**The request**
Output the material beneath exactly, leaving nothing out.

begin

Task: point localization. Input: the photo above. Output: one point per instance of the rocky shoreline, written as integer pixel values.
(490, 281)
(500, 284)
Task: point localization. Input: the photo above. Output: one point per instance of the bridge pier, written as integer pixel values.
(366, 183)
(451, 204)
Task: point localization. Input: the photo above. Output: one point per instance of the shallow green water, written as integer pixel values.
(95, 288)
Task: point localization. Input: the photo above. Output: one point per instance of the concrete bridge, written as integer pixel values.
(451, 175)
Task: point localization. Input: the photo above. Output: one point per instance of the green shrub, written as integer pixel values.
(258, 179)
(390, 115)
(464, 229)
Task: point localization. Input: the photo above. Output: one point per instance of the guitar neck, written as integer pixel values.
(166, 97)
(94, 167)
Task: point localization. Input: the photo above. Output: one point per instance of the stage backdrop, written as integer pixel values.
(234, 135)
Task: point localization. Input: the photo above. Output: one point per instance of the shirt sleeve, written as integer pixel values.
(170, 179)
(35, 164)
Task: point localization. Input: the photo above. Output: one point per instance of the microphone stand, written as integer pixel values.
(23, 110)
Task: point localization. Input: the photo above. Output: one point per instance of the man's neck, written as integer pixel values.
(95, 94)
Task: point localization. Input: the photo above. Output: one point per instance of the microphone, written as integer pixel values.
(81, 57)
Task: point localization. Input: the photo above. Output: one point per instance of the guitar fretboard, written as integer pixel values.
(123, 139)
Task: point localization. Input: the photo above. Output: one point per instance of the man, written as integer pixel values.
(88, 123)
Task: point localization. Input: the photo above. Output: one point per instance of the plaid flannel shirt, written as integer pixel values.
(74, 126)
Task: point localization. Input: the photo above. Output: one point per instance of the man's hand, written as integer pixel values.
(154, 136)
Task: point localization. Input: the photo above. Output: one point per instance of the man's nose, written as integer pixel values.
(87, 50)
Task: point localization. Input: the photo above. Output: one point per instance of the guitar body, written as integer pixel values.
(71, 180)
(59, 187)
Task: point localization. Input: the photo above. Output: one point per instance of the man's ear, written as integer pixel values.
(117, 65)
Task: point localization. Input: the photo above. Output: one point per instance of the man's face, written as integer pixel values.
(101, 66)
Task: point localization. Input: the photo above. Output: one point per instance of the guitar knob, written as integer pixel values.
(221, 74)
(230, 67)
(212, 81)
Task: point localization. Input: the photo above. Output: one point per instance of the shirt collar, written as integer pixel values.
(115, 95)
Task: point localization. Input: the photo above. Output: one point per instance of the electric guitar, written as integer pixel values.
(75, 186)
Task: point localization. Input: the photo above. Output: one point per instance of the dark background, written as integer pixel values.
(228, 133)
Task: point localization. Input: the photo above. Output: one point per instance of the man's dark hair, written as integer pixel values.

end

**Solution to this exercise**
Task: point localization. Input: the photo above. Output: one point per instance of the rocky shoreline, written as integer pixel values.
(490, 281)
(500, 284)
Task: point localization. Input: the photo above. Output: one point per instance of the bridge pier, written as integer pixel values.
(366, 183)
(451, 204)
Task: point localization. Input: the photo above. Output: one point per instance of the shallow green water, written as integer pixel values.
(95, 288)
Task: point localization. Input: the photo above. Output: one point per instance of the concrete bridge, written as integer pixel values.
(451, 175)
Task: point localization. Input: the photo above. Output: one point per instance of the green shrub, written as integer pixel values.
(258, 179)
(390, 115)
(464, 229)
Task: point localization. Input: the photo above. Output: one point per instance of the guitar neck, written as integer pixel values.
(166, 97)
(94, 167)
Task: point localization. Input: the photo above. Output: one point per instance of the stage backdrop, written as integer pixel values.
(234, 135)
Task: point localization. Input: the photo above. Output: one point per instance of the shirt sleeve, written as integer pixel values.
(170, 179)
(35, 164)
Task: point localization. Input: the photo above. Output: one point per instance of the microphone stand, written as integer pixel values.
(23, 110)
Task: point localization. Input: the photo above. Output: one point per instance of the man's neck, written as integer pixel values.
(95, 94)
Task: point localization. Input: the photo above. Output: one point per instance of the microphone, written as integer pixel values.
(81, 57)
Task: point localization. Input: the photo above. Output: one point per instance of the guitar fretboard, written as integer pixel values.
(123, 139)
Task: point localization. Input: the photo above. Output: one point per instance of the man, written as integer pixel values.
(88, 123)
Task: point localization. Input: the photo above. Output: one point per instance of the plaid flannel shirt, written as integer pixel values.
(74, 126)
Task: point localization. Input: the photo above. Output: one point per instance of the man's hand, written as integer pixel values.
(154, 136)
Task: point localization. Input: the photo above. Output: one point per instance of the man's nose, written as integer pixel values.
(87, 50)
Task: point localization. Input: the photo above. Output: one point per instance of the guitar body, written as integer pixel values.
(71, 180)
(59, 187)
Task: point localization. Input: the photo above. Output: one point per instance of the man's ear, written as integer pixel values.
(117, 65)
Task: point localization. Input: the photo above. Output: one point per instance of the man's face, written as integer pixel values.
(101, 66)
Task: point localization. Input: the photo above. Output: one point per instance of the guitar knob, written as integer pixel values.
(221, 74)
(230, 67)
(212, 81)
Task: point localization. Input: the photo above. Output: one point per instance of the shirt collar, written as integer pixel values.
(115, 95)
Task: point localization. Input: the photo above. Output: one point per instance of the electric guitar, written as integer pixel values.
(75, 186)
Task: point localization. Input: the photo above. Output: one point per instance of the dark background, written as integer pixel values.
(228, 133)
Task: point localization. Input: the photo above. Output: one point per instance of the man's dark hair, written as integer pixel values.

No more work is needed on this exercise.